** start of DOCUMENT SECTION **
Selin Zileli
Constructing Adaptive Street Ecologies; Designing Interaction-Based Models
Abstract
This research proposes the design of an adaptive system for the street environment from a pedestrian perspective. The purpose of the research is to create micro-interactions in the street environment to reach an adaptive street ecology. Adaptive street ecology is defined as a system that shapes itself by understanding its agents, pedestrians, and their interactions. This system is generated by various processes, including bottom-up analysis of pedestrian interactions through observation methods and the use of artificial societies, and designing responsive pedestrian interventions. Through the process, this research produces both an artificial model for understanding pedestrian interactions and a testbed for pedestrian interventions.
** end of DOCUMENT SECTION **
** start of RECORD EXTRACTS **
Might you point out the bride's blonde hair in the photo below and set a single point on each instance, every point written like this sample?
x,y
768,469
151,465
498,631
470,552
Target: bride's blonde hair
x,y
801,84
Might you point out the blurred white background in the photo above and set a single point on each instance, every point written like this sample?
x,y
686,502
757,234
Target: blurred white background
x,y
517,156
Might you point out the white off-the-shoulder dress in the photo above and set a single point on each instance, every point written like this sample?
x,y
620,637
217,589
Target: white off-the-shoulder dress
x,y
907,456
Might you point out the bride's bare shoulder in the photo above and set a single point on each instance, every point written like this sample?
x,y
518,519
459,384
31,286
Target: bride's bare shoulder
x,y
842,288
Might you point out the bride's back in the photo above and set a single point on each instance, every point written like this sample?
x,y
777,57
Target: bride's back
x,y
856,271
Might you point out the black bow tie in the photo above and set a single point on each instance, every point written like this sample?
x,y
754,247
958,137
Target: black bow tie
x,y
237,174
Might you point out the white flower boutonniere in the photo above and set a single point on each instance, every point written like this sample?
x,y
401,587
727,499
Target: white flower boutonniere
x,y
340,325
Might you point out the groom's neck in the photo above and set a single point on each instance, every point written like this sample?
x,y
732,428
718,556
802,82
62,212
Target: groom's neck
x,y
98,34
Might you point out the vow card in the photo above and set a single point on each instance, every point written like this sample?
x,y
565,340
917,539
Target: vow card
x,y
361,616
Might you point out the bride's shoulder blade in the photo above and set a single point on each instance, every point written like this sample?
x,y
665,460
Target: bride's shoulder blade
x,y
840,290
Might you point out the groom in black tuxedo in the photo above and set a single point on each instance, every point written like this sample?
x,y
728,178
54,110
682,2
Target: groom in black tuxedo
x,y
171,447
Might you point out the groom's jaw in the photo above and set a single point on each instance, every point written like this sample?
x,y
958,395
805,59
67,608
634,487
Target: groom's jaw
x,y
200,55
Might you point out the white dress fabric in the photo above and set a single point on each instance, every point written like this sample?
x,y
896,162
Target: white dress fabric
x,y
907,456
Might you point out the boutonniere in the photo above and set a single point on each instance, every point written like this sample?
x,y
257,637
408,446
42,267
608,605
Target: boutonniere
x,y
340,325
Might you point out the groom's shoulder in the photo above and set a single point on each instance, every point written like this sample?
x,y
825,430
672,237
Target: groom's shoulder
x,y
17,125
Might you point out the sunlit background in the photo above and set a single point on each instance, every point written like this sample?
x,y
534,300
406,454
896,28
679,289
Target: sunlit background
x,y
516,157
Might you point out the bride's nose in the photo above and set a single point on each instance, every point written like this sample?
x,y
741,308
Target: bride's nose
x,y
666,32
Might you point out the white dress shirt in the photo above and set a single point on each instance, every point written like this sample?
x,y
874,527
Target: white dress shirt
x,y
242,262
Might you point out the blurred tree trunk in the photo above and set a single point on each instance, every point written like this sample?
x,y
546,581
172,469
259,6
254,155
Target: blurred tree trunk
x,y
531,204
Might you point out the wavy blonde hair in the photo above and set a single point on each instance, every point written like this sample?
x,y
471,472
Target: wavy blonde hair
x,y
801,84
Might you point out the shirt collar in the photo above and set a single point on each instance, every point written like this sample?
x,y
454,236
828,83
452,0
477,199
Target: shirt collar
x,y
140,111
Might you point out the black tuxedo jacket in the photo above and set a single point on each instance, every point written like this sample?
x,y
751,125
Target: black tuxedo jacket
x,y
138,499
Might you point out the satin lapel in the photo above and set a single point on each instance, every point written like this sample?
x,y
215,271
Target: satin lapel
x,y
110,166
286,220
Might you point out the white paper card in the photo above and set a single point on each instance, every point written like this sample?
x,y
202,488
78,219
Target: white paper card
** end of RECORD EXTRACTS **
[CHALLENGES]
**a)** Please copy the street ecology abstract word for word, everything from "Selin Zileli" down to "for pedestrian interventions.".
**b)** List every word in the title of the street ecology abstract, in order.
**c)** Continue the abstract on adaptive street ecologies from its final sentence.

[RESPONSES TO THE EXERCISE]
**a)**
Selin Zileli
Constructing Adaptive Street Ecologies; Designing Interaction-Based Models
Abstract
This research proposes the design of an adaptive system for the street environment from a pedestrian perspective. The purpose of the research is to create micro-interactions in the street environment to reach an adaptive street ecology. Adaptive street ecology is defined as a system that shapes itself by understanding its agents, pedestrians, and their interactions. This system is generated by various processes, including bottom-up analysis of pedestrian interactions through observation methods and the use of artificial societies, and designing responsive pedestrian interventions. Through the process, this research produces both an artificial model for understanding pedestrian interactions and a testbed for pedestrian interventions.

**b)** Constructing, Adaptive, Street, Ecologies, Designing, Interaction-Based, Models

**c)**
Cybernetics of Practice
The practice is carried out in both real and virtual environments with both real and virtual agents. Real agents have contributed to the generation of virtual ones, while the virtual ones have helped to understand the real ones. The process of creating virtual agents and understanding real agents followed a circular loop with a number of inputs, outputs and feedback- this circular relationship between the real and artificial ground, framed through cybernetics.
Street As An Adaptive Ecology
In this research, the street environment is described as a living ecology because of its interactive agents and their connection with the street. The creation of adaptive street ecology is focused on creating micro-interactions. These micro-interactions aimed to form a responsive behaviour based on temporal and spatial situations occurring in the street. The implementation of micro-interactions creates ephemeral responses to the agents' spatial and temporal behaviours, while the system forms a level of adaptivity in the long term. The micro-interactions can also be called responsive synthetic organisms- or "autonomous reactive entities" according to Goumopoulos et al. (2008), which respond to the spatial and temporal events and are governed by local interactions which emerge from the awareness of the system.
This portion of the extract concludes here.